Problem details
Write the data out again so that it matches word for word.

Records from a collection:
>>
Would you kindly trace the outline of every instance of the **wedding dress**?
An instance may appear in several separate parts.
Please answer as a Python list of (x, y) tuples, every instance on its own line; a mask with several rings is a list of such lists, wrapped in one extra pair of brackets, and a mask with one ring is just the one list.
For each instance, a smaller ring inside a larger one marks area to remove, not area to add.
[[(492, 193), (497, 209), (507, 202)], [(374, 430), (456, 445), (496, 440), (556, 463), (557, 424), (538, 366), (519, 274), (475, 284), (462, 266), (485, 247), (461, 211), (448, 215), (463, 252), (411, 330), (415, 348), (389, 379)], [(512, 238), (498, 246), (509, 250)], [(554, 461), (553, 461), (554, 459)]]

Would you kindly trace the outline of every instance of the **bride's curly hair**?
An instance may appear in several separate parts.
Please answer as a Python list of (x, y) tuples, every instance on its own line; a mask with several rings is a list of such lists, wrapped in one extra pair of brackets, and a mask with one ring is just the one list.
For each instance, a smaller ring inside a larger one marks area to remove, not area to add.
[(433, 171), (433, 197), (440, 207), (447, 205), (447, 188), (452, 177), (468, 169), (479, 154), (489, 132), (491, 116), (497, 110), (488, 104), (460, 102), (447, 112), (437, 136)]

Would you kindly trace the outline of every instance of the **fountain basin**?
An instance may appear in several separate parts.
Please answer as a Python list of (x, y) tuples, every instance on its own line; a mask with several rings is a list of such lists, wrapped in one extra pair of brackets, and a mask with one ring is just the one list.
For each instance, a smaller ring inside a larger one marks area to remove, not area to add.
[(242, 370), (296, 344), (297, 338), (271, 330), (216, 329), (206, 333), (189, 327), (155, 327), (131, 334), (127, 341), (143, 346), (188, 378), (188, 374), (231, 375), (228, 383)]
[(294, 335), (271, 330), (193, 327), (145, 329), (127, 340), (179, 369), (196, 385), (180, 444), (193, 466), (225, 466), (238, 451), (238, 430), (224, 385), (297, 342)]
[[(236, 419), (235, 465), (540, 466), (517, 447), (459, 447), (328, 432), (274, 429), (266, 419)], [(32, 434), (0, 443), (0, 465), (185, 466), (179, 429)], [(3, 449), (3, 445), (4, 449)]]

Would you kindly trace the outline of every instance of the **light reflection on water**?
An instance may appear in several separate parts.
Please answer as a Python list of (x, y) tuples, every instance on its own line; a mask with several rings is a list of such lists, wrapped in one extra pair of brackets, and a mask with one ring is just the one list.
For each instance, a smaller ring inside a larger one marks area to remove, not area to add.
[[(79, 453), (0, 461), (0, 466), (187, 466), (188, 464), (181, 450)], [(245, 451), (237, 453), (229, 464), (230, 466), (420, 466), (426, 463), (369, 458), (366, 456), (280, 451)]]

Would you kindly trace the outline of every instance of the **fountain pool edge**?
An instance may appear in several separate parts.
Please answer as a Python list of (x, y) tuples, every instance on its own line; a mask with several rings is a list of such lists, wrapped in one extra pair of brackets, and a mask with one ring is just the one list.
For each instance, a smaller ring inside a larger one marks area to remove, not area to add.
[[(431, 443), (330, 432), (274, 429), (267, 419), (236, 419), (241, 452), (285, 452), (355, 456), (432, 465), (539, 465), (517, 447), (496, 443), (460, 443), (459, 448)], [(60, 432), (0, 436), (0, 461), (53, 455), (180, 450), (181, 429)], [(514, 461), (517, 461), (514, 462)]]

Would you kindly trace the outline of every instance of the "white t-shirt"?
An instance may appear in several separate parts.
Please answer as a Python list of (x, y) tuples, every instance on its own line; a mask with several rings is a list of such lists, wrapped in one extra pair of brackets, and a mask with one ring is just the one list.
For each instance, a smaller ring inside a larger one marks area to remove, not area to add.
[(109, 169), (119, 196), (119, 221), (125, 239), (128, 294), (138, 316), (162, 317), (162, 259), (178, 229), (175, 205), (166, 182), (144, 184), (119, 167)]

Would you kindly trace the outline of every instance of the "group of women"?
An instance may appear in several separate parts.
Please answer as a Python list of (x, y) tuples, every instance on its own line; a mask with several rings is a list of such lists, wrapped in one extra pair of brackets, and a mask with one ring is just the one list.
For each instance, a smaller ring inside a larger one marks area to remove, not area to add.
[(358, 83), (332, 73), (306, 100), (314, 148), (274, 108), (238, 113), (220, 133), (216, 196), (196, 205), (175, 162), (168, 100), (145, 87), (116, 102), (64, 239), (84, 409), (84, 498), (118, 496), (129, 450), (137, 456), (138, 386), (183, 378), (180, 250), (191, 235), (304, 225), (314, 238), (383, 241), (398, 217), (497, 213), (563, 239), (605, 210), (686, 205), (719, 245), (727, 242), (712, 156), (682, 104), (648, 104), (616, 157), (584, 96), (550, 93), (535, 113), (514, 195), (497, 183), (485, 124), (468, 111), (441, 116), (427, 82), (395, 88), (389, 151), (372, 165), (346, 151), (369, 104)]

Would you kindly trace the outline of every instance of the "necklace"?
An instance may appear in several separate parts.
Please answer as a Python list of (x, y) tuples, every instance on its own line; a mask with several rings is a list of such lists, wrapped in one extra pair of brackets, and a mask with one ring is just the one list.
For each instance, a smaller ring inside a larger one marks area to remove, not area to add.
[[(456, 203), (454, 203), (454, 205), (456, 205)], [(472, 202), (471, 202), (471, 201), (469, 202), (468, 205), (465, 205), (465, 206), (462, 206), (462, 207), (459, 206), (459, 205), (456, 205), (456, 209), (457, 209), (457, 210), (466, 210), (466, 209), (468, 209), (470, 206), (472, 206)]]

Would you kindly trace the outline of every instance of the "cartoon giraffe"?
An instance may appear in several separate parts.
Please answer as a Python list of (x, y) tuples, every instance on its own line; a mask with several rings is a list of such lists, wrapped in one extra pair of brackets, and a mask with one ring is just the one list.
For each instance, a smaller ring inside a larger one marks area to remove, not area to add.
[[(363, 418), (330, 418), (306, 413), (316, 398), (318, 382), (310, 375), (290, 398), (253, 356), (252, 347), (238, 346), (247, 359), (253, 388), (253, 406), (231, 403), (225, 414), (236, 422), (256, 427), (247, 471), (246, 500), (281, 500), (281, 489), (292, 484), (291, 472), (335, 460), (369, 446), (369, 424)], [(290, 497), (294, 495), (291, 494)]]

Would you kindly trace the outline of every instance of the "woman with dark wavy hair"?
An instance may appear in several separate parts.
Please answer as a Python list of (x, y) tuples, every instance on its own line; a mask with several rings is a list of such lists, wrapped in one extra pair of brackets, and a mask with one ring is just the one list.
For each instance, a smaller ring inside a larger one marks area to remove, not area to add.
<<
Exercise answer
Would you kindly trace the outline of every instance of the **wedding dress**?
An instance may appear in several separate parts.
Please answer as a Python list of (x, y) tuples, every instance on its own line; a mask with several rings is a list of such lists, wrapped in one extra pair of brackets, and a mask with one ring is just the one list.
For each instance, a smaller ring inside a larger one marks area to remove, not area to add.
[[(492, 193), (497, 209), (507, 202)], [(374, 430), (456, 445), (496, 440), (556, 463), (557, 424), (538, 366), (519, 274), (475, 284), (462, 266), (485, 247), (461, 211), (448, 215), (463, 252), (411, 330), (415, 348), (389, 379)], [(512, 238), (498, 246), (509, 250)], [(554, 461), (553, 461), (554, 459)]]

Would you kindly trace the outline of every instance of the **bride's curly hair**?
An instance may appear in several separate parts.
Please answer as a Python list of (x, y) tuples, every instance on its own line; a mask with several rings is a list of such lists, wrapped in one extra pair of brackets, and a mask with one ring is just the one list.
For each instance, a smaller ring inside a larger one marks area to remove, not area to add.
[(433, 171), (433, 197), (440, 207), (447, 205), (447, 188), (452, 177), (468, 169), (479, 154), (489, 132), (491, 116), (497, 110), (488, 104), (460, 102), (447, 112), (437, 136)]

Would you kindly trace the outline of every instance of the **fountain basin**?
An instance may appear in several separate parts.
Please answer as a Python list of (x, y) tuples, every instance on its own line; a mask with several rings is a list of such lists, wrapped in one extra pair of brackets, and a mask with one ring is just the one list.
For each instance, a smaller ring inside a larger one marks area to remove, not area to add.
[(242, 370), (296, 344), (297, 338), (271, 330), (216, 329), (206, 333), (189, 327), (155, 327), (131, 334), (127, 341), (143, 346), (188, 378), (188, 374), (231, 375), (228, 383)]
[(294, 335), (271, 330), (193, 327), (145, 329), (127, 340), (179, 369), (196, 385), (180, 444), (193, 466), (225, 466), (238, 451), (238, 430), (224, 385), (297, 342)]
[[(236, 419), (235, 465), (540, 466), (517, 447), (459, 447), (328, 432), (274, 429), (266, 419)], [(32, 434), (0, 443), (0, 465), (185, 466), (179, 429)], [(3, 449), (3, 445), (4, 449)]]

Would you kindly trace the outline of every instance of the **light reflection on water**?
An instance may appear in several separate parts.
Please answer as a Python list of (x, y) tuples, every instance on its own line; a mask with several rings is a list of such lists, wrapped in one extra pair of brackets, and a mask with one ring is just the one list.
For each instance, a smaller ring inside a larger one marks area to remove, not area to add.
[[(79, 453), (0, 461), (0, 466), (187, 466), (188, 464), (181, 450)], [(245, 451), (237, 453), (229, 464), (230, 466), (420, 466), (426, 463), (369, 458), (366, 456), (280, 451)]]

Would you kindly trace the outline of every instance of the **fountain pool edge**?
An instance may appear in several separate parts.
Please answer as a Python list of (x, y) tuples, every instance on its own line; a mask with several rings is a list of such lists, wrapped in one extra pair of brackets, and a mask with one ring is just the one list.
For each instance, a smaller ring inside a larger one marks area to remove, not area to add.
[[(431, 443), (330, 432), (274, 429), (267, 419), (236, 419), (241, 452), (285, 452), (355, 456), (432, 465), (539, 465), (517, 447), (496, 443), (460, 443), (459, 448)], [(60, 432), (0, 436), (0, 461), (53, 455), (180, 450), (181, 429)], [(514, 461), (517, 461), (514, 462)]]

Would you kindly trace the outline of every instance of the "white t-shirt"?
An instance may appear in several separate parts.
Please answer as a Python list of (x, y) tuples, every instance on its own line; a mask with several rings is a list of such lists, wrapped in one extra pair of brackets, and a mask with one ring is just the one list.
For each instance, a smaller ring inside a larger one marks area to remove, not area to add.
[(109, 169), (119, 196), (119, 221), (125, 239), (128, 294), (138, 316), (162, 317), (162, 259), (178, 229), (175, 205), (166, 182), (144, 184), (119, 167)]

Would you kindly trace the outline of every instance of the "group of women"?
An instance may appear in several separate parts.
Please answer as a Python list of (x, y) tuples, every instance on its own line; a mask with several rings is a list of such lists, wrapped in one extra pair of brackets, and a mask with one ring is just the one list.
For each instance, a smaller ring inside a larger one marks area to remove, not area to add.
[(358, 83), (332, 73), (306, 100), (314, 148), (274, 108), (238, 113), (220, 133), (216, 196), (196, 205), (175, 162), (168, 100), (145, 87), (116, 102), (64, 239), (84, 409), (84, 498), (118, 496), (129, 450), (137, 456), (138, 386), (183, 378), (180, 250), (191, 235), (304, 225), (314, 238), (383, 241), (398, 217), (497, 213), (563, 239), (605, 210), (686, 205), (719, 245), (727, 242), (712, 156), (682, 104), (648, 104), (616, 157), (584, 96), (550, 93), (535, 113), (514, 195), (497, 183), (485, 124), (468, 111), (441, 116), (427, 82), (395, 88), (389, 151), (372, 165), (346, 151), (369, 104)]

Would you kindly trace the outline of every instance of the "necklace"?
An instance may appear in several separate parts.
Please answer as a Python list of (x, y) tuples, every instance on its own line; a mask with several rings is a list of such lists, wrapped in one extra pair of brackets, and a mask with one ring is just the one list.
For each instance, a smaller ring inside a larger one marks area to remove, not area to add.
[[(456, 203), (454, 203), (454, 205), (456, 205)], [(472, 202), (471, 202), (471, 201), (469, 202), (468, 205), (465, 205), (465, 206), (462, 206), (462, 207), (459, 206), (459, 205), (456, 205), (456, 209), (457, 209), (457, 210), (466, 210), (466, 209), (468, 209), (470, 206), (472, 206)]]

Would you kindly trace the outline of every instance of the "cartoon giraffe"?
An instance may appear in several separate parts.
Please answer as a Python list of (x, y) tuples, every instance on its own line; a mask with several rings is a list of such lists, wrapped in one extra pair of brackets, and a mask with one ring is just the one list.
For each instance, a smaller ring inside a larger one marks area to remove, not area to add.
[[(363, 418), (330, 418), (306, 413), (316, 398), (318, 382), (310, 375), (290, 398), (253, 356), (252, 347), (238, 346), (247, 359), (253, 388), (253, 406), (231, 403), (225, 414), (236, 422), (256, 427), (247, 471), (246, 500), (281, 500), (281, 489), (292, 484), (291, 472), (335, 460), (369, 446), (369, 424)], [(290, 497), (294, 495), (291, 494)]]

Would you kindly trace the outline of every instance of the "woman with dark wavy hair"?
An instance may appear in several separate parts.
Please answer as a Python list of (x, y) tuples, every instance on its own line; a mask with several rings is a list of such lists, wrapped in one extra pair of brackets, and a mask with one ring is just the one list.
For each instance, a smaller ring inside a larger one marks area to remove, not area to add.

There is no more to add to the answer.